▶ **Selected text**:
>> start

Reputation: 889
In a jupyter notebook I am able to create two Pandas dataframes and export them to individual sheets of an Excel workbook with some additional formatting, including text-wrapping, frozen pane, bold headers and auto-filters.
Code below:
# MODULES
import pandas as pd
import numpy as np
from datetime import date
#CONSTRUCT DATAFRAME
df = pd.DataFrame({'Data': [10, 22, 31, 43, 57, 99, 65, 74, 88],
'Data2':[10, 22, 31, 43, 57, 99, 65, 74, 88],
'Data3':[10, 22, 31, 43, 57, 99, 65, 74, 88]})
#CONSTRUCT DATAFRAME
df2 = pd.DataFrame({'df2_Data': ['blue', 'yellow', 'purple', 'orange', 'green', 'brown', 'gray', 'white', 'red'],
'df2_Data2':['bike', 'car', 'bus', 'train', 'boat', 'truck', 'plane', 'scooter', 'skateboard'],
'df2_Data3':['chicken', 'cow', 'dog', 'crocodile', 'snake', 'pig', 'rat', 'mouse', 'monkey']})
#DATE FOR INCLUSION IN FILENAME
today = date.today()
d2 = today.strftime("%B %d, %Y")
writer = pd.ExcelWriter('ExcelExample{}.xlsx'.format(d2), engine='xlsxwriter')
sheets_in_writer=['Sheet1','sheet2']
data_frame_for_writer=[df, df2]
for i,j in zip(data_frame_for_writer,sheets_in_writer):
i.to_excel(writer,j,index=False)
### Assign WorkBook
workbook=writer.book
# Add a header format
header_format = workbook.add_format({'bold': True,'text_wrap': True,'size':10,
'valign': 'top','fg_color': '#c7e7ff','border': 1})
### Apply same format on each sheet being saved
for i,j in zip(data_frame_for_writer,sheets_in_writer):
for col_num, value in enumerate(i.columns.values):
writer.sheets[j].set_column(0, max_col - 1, 12)
writer.sheets[j].write(0, col_num, value, header_format)

>> end

▶ **Stated task a**: Quote every line of the entries from the line containing "Confirm that each instance of the taupe" down to the end of the entries, both ends included.

(Data drawn from a collection)
>> start

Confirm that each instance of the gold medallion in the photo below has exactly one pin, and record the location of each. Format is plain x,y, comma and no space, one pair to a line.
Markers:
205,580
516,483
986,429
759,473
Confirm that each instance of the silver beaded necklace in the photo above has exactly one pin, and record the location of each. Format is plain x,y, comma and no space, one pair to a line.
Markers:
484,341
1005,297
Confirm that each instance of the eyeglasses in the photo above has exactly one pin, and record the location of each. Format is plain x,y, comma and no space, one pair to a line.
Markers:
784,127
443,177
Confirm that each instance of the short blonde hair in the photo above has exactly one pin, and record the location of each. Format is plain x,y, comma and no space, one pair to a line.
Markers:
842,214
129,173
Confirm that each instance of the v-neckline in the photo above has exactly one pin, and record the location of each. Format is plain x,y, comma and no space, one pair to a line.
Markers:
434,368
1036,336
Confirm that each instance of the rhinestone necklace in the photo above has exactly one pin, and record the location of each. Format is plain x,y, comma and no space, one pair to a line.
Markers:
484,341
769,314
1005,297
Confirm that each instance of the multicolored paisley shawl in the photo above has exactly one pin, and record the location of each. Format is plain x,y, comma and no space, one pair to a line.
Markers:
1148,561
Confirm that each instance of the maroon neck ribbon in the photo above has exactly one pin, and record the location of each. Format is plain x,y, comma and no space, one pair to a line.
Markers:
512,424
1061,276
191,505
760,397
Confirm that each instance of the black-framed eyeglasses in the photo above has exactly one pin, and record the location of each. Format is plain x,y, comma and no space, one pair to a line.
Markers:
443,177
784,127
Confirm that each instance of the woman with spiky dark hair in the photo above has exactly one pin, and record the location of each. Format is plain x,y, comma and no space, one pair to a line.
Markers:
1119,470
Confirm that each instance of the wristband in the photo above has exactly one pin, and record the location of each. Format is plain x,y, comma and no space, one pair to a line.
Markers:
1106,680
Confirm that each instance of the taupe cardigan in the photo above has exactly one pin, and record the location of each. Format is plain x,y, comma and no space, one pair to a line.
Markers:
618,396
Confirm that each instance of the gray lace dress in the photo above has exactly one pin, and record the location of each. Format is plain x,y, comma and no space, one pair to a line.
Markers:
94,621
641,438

>> end

▶ **Stated task b**: Print the question on exporting dataframes to Excel, from "#DATE FOR INCLUSION" down to "i.to_excel(writer,j,index=False)", character for character.

▶ **Written answer a**:
Confirm that each instance of the taupe cardigan in the photo above has exactly one pin, and record the location of each. Format is plain x,y, comma and no space, one pair to a line.
Markers:
618,396
Confirm that each instance of the gray lace dress in the photo above has exactly one pin, and record the location of each. Format is plain x,y, comma and no space, one pair to a line.
Markers:
94,621
641,438

▶ **Written answer b**:
#DATE FOR INCLUSION IN FILENAME
today = date.today()
d2 = today.strftime("%B %d, %Y")
writer = pd.ExcelWriter('ExcelExample{}.xlsx'.format(d2), engine='xlsxwriter')
sheets_in_writer=['Sheet1','sheet2']
data_frame_for_writer=[df, df2]
for i,j in zip(data_frame_for_writer,sheets_in_writer):
i.to_excel(writer,j,index=False)